→ **Written task**
Convert the stretch of material from its start through the line containing "404, 50, 440, 62" into a two-column CSV with the header request,boxes. Give each request its own row, with its text and its answer each in a single quoted field, line breaks turned into spaces, and the pictures left out.

→ **Raw records**
•••
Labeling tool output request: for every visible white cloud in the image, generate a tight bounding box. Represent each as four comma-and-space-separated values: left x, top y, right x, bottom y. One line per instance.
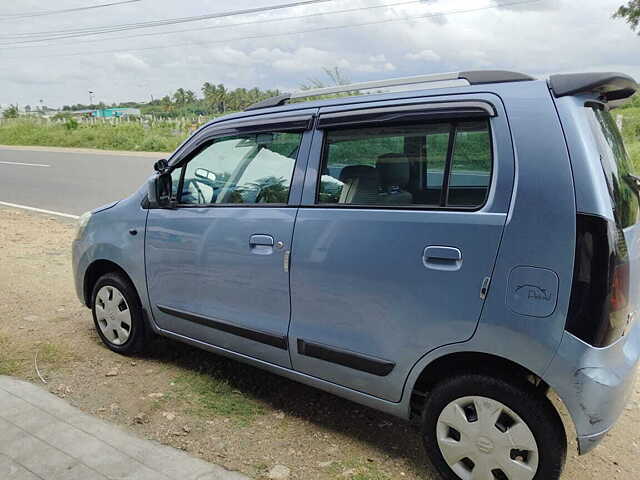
0, 0, 640, 105
114, 53, 149, 71
404, 50, 440, 62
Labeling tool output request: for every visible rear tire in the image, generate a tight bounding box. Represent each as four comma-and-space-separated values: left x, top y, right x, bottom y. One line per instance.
91, 272, 146, 355
422, 374, 567, 480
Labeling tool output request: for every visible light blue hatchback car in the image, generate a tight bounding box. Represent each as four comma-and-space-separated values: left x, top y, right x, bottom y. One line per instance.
73, 71, 640, 480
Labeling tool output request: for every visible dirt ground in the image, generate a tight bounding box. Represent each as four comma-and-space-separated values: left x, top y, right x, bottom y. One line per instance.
0, 208, 640, 480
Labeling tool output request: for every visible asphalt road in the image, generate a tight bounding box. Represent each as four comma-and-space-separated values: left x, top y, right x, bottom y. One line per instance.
0, 147, 161, 215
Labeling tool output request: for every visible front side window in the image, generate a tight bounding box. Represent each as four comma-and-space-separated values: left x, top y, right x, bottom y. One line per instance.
178, 132, 302, 205
317, 120, 492, 209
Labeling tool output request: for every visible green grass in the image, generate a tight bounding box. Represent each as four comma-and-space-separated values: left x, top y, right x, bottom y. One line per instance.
330, 459, 391, 480
0, 119, 187, 152
0, 334, 20, 375
613, 107, 640, 172
174, 372, 264, 425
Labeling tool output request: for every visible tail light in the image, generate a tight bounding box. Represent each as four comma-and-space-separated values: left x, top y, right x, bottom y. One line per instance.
566, 214, 629, 347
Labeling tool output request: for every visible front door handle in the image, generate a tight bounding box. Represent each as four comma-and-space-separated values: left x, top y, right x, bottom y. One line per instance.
422, 245, 462, 271
249, 235, 275, 255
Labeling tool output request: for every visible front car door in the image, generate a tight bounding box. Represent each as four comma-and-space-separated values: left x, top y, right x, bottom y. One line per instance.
145, 112, 313, 367
289, 94, 514, 402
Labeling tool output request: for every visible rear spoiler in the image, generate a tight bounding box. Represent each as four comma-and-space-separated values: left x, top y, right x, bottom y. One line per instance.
549, 72, 638, 102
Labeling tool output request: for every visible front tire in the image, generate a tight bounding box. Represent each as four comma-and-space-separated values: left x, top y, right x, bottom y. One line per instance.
91, 272, 145, 355
422, 374, 567, 480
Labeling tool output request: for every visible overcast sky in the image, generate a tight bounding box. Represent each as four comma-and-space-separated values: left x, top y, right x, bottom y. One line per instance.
0, 0, 640, 107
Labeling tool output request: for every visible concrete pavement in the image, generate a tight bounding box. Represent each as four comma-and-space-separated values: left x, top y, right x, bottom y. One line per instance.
0, 376, 247, 480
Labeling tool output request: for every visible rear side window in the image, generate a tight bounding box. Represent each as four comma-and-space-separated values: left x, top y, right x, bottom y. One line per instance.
317, 120, 492, 209
586, 107, 640, 228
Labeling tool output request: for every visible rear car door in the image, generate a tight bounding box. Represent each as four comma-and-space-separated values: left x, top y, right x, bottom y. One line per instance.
145, 112, 313, 367
289, 94, 514, 402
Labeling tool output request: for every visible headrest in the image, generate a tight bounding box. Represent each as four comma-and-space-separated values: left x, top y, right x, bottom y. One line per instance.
340, 165, 378, 183
376, 153, 411, 187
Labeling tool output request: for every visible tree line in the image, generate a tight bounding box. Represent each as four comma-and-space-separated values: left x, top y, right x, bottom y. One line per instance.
62, 82, 280, 118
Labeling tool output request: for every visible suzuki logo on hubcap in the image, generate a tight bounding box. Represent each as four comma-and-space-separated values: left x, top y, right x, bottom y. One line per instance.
476, 437, 493, 453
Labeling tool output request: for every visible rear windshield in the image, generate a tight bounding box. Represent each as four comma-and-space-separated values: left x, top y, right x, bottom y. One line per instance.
586, 107, 640, 228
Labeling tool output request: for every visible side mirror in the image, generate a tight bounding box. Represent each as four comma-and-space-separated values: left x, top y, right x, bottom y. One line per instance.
147, 173, 173, 208
153, 158, 169, 173
195, 168, 218, 183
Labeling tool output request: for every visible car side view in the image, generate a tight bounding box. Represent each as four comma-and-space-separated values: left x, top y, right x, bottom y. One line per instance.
73, 71, 640, 480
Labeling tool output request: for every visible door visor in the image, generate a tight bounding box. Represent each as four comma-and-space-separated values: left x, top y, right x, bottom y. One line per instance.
318, 100, 497, 128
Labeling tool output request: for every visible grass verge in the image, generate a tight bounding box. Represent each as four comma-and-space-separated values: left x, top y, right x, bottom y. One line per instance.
174, 372, 265, 425
0, 333, 20, 375
0, 119, 187, 152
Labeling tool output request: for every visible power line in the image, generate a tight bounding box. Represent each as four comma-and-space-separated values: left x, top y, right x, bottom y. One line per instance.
0, 0, 424, 50
6, 0, 543, 59
0, 0, 334, 44
0, 0, 141, 21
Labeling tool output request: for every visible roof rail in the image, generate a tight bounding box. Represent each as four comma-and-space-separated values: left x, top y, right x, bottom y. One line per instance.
549, 72, 639, 102
245, 70, 535, 111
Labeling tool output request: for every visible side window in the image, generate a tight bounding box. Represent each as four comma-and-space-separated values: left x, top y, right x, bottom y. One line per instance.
317, 120, 492, 208
178, 132, 302, 205
447, 122, 491, 207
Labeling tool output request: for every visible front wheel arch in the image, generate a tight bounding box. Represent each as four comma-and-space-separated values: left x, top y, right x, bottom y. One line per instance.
83, 260, 136, 308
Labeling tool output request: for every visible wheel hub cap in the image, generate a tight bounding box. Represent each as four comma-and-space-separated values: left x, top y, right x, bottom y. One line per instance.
436, 396, 539, 480
94, 285, 131, 345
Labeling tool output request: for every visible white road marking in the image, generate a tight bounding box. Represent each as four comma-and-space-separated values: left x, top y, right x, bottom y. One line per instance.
0, 202, 80, 220
0, 162, 51, 167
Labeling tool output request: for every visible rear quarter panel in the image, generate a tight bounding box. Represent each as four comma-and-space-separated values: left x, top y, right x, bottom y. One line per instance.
403, 81, 576, 410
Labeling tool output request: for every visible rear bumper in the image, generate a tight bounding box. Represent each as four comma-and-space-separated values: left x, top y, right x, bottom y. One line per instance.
544, 322, 640, 454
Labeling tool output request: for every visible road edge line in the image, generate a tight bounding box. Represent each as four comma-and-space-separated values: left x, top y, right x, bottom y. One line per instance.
0, 201, 80, 220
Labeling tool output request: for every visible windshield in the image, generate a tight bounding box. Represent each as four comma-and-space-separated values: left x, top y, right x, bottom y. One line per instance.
586, 107, 640, 228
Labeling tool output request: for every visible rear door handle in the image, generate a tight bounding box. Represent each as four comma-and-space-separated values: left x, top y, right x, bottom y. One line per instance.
422, 245, 462, 271
249, 235, 274, 255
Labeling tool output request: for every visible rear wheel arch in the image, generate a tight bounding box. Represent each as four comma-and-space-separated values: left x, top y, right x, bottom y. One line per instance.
•••
→ **Finished task**
request,boxes
"Labeling tool output request: for every visible white cloud in the image, generate a tight bounding box. Represent each as four comma-and-space-separated values: left x, top y, right x, bottom y. One line per instance.","0, 0, 640, 105 114, 53, 149, 71 404, 50, 440, 62"